### Required work
Go over these records and count the lines with the string "park" in them; the count is all that should be returned.

### Extracted records
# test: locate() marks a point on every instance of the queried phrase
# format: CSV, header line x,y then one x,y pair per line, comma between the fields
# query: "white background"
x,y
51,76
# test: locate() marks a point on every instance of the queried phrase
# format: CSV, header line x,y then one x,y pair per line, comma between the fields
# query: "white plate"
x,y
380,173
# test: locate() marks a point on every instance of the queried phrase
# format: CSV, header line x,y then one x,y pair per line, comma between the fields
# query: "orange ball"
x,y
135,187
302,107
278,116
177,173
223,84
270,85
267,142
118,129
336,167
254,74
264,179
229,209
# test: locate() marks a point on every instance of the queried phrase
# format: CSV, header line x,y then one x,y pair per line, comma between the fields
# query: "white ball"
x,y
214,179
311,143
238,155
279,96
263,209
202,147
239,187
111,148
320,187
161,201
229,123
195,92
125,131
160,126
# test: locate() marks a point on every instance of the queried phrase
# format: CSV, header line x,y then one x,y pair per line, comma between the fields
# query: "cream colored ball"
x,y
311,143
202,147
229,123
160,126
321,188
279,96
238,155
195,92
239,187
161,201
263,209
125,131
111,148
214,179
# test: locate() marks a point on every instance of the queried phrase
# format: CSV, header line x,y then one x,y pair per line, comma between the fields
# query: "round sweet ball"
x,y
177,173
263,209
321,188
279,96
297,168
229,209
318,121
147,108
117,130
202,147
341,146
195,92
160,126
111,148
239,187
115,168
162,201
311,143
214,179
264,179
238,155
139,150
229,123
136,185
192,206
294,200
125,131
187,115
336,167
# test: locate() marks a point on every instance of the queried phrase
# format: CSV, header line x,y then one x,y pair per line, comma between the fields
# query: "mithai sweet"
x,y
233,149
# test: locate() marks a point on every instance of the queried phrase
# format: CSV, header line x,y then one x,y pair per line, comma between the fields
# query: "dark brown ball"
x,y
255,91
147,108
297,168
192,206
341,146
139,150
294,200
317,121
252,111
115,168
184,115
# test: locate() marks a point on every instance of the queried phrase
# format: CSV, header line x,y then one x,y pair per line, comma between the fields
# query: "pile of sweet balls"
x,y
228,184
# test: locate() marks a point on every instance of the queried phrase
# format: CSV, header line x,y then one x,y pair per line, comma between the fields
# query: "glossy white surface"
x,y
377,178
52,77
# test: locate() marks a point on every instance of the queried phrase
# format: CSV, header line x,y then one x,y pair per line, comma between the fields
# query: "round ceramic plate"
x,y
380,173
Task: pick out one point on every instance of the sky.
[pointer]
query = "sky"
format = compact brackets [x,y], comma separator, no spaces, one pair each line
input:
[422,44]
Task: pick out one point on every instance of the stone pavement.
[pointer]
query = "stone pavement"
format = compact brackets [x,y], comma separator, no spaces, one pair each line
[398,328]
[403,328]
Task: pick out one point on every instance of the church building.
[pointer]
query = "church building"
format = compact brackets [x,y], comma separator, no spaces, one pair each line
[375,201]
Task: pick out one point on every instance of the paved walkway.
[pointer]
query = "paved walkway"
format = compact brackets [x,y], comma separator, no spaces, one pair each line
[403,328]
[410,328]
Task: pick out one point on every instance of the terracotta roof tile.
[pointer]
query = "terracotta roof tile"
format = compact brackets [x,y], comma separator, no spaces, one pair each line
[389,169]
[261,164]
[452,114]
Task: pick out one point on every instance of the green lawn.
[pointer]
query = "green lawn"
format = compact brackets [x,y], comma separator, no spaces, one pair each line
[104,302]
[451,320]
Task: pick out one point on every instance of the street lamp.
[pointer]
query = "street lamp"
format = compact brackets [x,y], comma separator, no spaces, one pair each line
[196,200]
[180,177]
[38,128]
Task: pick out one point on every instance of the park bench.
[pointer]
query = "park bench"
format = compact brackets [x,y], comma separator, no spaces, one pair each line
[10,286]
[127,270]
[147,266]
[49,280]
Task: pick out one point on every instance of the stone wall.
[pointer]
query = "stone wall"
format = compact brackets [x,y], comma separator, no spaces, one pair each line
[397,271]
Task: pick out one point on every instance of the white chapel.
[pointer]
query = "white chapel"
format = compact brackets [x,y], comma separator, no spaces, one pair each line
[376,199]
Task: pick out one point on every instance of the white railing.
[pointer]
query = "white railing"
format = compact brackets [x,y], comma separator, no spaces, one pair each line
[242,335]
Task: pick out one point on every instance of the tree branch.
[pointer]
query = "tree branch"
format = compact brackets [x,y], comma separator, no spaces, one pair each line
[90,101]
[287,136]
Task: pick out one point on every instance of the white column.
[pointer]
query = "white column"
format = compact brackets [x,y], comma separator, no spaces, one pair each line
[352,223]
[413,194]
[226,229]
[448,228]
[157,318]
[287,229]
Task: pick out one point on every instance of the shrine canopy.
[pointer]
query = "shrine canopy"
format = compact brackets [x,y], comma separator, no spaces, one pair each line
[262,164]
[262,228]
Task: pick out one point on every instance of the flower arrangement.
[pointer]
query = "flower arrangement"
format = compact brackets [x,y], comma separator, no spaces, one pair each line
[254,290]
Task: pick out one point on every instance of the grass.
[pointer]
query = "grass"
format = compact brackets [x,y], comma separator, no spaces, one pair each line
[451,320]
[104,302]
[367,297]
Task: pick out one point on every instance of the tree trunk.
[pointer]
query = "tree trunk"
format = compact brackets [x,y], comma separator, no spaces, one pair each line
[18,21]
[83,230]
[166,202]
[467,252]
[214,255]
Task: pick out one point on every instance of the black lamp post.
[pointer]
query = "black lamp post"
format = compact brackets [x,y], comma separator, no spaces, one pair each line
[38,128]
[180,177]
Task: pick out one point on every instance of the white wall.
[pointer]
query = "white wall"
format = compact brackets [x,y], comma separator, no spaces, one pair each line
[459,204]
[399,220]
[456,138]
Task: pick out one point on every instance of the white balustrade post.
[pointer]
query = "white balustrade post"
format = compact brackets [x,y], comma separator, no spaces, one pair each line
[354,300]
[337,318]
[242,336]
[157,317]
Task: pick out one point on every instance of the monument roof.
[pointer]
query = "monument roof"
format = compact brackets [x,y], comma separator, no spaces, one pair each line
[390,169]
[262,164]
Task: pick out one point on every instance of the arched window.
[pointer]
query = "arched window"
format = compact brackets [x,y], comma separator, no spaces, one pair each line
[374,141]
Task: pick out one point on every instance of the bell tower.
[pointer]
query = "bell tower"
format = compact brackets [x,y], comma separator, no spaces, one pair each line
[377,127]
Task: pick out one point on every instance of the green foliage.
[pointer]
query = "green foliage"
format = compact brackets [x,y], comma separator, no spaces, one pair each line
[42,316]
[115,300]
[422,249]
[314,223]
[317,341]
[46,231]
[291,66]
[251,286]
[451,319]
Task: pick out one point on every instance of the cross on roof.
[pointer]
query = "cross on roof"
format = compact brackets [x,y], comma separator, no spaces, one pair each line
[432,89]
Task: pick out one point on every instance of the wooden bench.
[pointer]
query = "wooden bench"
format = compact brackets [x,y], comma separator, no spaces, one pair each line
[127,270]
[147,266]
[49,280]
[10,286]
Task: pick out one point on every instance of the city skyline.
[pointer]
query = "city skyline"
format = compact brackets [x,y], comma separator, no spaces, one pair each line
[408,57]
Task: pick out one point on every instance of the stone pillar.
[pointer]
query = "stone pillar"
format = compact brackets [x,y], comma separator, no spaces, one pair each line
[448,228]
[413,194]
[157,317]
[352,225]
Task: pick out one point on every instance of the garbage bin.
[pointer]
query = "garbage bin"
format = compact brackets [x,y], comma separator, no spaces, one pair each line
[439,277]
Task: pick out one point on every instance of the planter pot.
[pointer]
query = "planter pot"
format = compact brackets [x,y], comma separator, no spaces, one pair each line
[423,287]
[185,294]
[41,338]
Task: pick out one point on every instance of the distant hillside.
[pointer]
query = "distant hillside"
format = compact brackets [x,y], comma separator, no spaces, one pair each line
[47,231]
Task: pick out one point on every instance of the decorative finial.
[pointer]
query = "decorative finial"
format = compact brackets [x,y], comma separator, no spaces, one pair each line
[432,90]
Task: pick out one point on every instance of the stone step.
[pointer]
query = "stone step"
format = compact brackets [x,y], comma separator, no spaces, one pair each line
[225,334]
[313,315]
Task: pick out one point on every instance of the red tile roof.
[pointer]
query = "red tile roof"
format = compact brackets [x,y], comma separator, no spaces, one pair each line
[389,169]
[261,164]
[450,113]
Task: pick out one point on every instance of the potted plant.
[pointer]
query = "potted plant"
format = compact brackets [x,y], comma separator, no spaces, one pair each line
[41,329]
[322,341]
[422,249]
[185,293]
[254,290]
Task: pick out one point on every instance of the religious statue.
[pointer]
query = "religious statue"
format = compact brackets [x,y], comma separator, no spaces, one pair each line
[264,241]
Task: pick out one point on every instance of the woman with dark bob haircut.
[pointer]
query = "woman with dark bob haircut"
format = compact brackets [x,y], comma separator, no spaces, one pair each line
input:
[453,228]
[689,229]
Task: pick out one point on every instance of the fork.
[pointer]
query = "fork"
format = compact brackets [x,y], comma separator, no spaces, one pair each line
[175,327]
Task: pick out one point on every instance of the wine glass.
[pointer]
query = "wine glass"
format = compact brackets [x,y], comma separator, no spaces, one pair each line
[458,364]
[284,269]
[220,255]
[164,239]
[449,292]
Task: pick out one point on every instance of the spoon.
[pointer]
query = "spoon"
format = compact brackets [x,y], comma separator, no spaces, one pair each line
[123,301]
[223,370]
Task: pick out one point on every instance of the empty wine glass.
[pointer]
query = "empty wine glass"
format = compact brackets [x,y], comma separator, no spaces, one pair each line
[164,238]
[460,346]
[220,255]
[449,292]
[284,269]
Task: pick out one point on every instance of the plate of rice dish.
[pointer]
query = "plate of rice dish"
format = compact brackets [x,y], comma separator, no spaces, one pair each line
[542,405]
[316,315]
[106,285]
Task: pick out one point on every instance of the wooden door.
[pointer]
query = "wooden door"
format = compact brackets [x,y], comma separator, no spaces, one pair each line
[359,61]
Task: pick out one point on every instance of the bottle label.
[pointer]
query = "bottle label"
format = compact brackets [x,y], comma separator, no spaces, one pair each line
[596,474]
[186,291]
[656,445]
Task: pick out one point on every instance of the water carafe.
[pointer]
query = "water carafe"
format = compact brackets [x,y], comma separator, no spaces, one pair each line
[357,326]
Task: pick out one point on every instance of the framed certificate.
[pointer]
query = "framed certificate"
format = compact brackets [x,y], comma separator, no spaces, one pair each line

### Solved problem
2